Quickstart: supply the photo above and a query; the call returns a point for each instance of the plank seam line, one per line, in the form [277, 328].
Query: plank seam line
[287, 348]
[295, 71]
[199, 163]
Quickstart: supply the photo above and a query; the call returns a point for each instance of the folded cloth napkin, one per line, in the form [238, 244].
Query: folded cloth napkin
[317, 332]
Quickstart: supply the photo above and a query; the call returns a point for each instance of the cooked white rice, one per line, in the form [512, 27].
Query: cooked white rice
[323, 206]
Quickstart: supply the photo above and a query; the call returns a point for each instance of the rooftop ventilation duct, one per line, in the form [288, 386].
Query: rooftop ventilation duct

● **WHAT YOU SHOULD DO**
Find the word "each" in the records. Copy every line it appears in.

● **RESULT OF THIS EXERCISE**
Quickstart: supply the photo above and a query; the call returns a point for each instance of the plank seam line, one per line, in the form [277, 328].
Quickstart: supply the photo above and a query; the call returns a point for each instance of the folded cloth napkin, one per line, in the form [238, 244].
Quickstart: supply the photo above and a query; the call returns a point for each instance of the cooked white rice, one per line, in the form [512, 27].
Quickstart: supply the photo above and a query; the call returns a point for each instance of the rooftop ventilation duct, one per line, in the form [288, 386].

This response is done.